» EXERCISE GOAL
In the stretch of material below, from its start through the line containing "[27,134,395,480]", substitute "cat's head" for "cat's face" and reproduce those lines with nothing else altered. Omit the pictures from your answer.

Entries taken from a collection
▼

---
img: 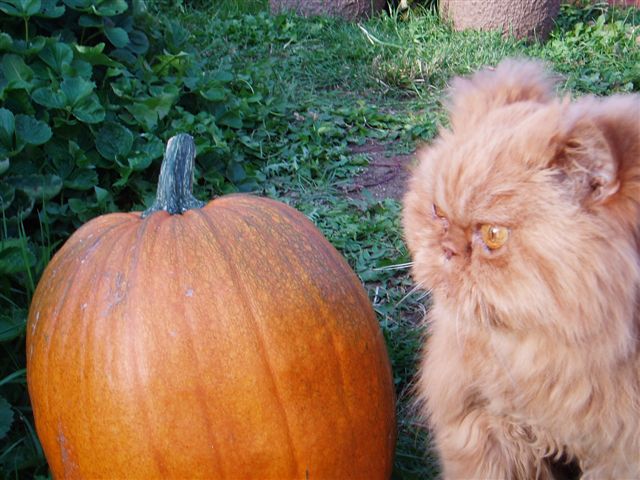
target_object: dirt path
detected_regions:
[345,142,414,201]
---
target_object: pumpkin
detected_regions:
[27,135,395,480]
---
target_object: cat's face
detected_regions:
[403,60,635,336]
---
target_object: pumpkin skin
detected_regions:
[27,134,395,480]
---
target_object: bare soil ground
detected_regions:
[345,141,414,200]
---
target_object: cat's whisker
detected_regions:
[396,283,431,308]
[372,262,413,272]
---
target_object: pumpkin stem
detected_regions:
[142,133,205,218]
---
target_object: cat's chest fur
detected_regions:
[449,318,593,441]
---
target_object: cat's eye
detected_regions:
[432,203,447,218]
[480,224,509,250]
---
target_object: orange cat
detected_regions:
[403,60,640,480]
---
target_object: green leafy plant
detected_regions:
[0,0,300,475]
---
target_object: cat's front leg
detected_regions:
[435,410,553,480]
[418,328,553,480]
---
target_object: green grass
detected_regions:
[0,0,640,479]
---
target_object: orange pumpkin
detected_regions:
[27,135,395,480]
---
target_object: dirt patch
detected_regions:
[344,142,415,200]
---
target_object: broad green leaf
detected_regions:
[0,32,13,51]
[0,2,22,17]
[91,0,128,17]
[78,15,104,27]
[111,48,137,65]
[144,85,180,119]
[73,43,122,67]
[0,181,16,212]
[63,58,93,80]
[200,87,227,102]
[2,54,33,90]
[16,114,52,145]
[96,122,133,160]
[0,0,40,18]
[0,238,36,275]
[64,168,98,190]
[38,42,73,74]
[0,108,16,150]
[216,109,242,128]
[0,397,13,440]
[0,310,27,344]
[5,174,62,202]
[104,27,129,48]
[128,134,164,171]
[127,30,149,55]
[31,87,67,108]
[71,94,106,123]
[68,198,89,215]
[93,186,109,205]
[60,77,96,107]
[125,103,158,131]
[212,70,233,83]
[127,154,153,172]
[10,37,47,58]
[4,190,34,222]
[227,161,247,183]
[36,0,65,18]
[64,0,95,11]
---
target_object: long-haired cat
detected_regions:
[403,60,640,480]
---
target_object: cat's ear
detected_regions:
[449,59,555,131]
[551,117,620,205]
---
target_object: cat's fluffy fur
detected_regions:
[403,60,640,480]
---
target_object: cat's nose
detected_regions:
[442,242,458,260]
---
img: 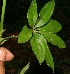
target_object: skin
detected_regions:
[0,47,14,74]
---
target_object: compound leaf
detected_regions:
[18,25,32,43]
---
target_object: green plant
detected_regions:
[18,0,66,72]
[0,0,66,74]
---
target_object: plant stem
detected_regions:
[0,0,6,30]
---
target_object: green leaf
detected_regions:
[18,25,32,43]
[45,44,54,72]
[27,0,38,28]
[41,32,66,48]
[38,20,62,33]
[35,0,55,28]
[20,62,30,74]
[0,37,7,45]
[30,33,46,64]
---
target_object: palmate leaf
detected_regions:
[27,0,38,28]
[35,0,55,28]
[45,44,54,72]
[40,32,66,48]
[30,33,46,64]
[18,25,32,43]
[38,19,62,33]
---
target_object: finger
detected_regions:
[5,48,14,61]
[0,61,5,74]
[0,47,6,62]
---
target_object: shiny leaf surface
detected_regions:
[41,32,66,48]
[27,0,38,28]
[45,44,54,72]
[18,26,32,43]
[35,0,55,27]
[30,33,46,64]
[38,20,62,33]
[20,63,30,74]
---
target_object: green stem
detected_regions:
[0,0,6,30]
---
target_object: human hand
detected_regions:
[0,47,14,74]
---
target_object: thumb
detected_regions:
[0,61,5,74]
[0,47,14,74]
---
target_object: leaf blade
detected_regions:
[41,32,66,48]
[45,44,54,72]
[30,33,46,64]
[27,0,38,28]
[35,0,55,28]
[20,62,30,74]
[18,25,32,43]
[38,19,62,33]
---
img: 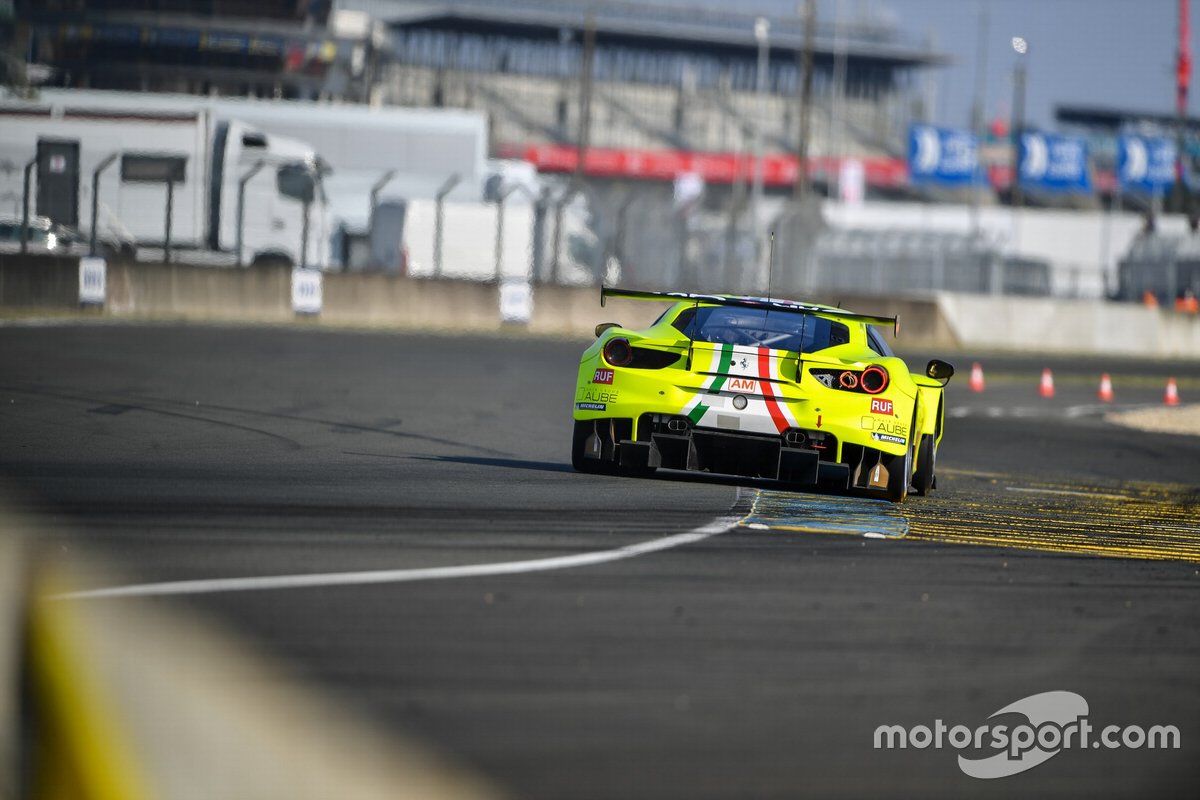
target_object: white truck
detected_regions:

▲

» COMPLETED EXERCISE
---
img: 
target_object: dirt path
detected_regions:
[345,142,414,201]
---
target_object: pumpkin
detected_regions:
[27,135,395,480]
---
target_object: cat's head
detected_regions:
[403,60,635,336]
---
target_object: pumpkin skin
detected_regions:
[27,134,395,480]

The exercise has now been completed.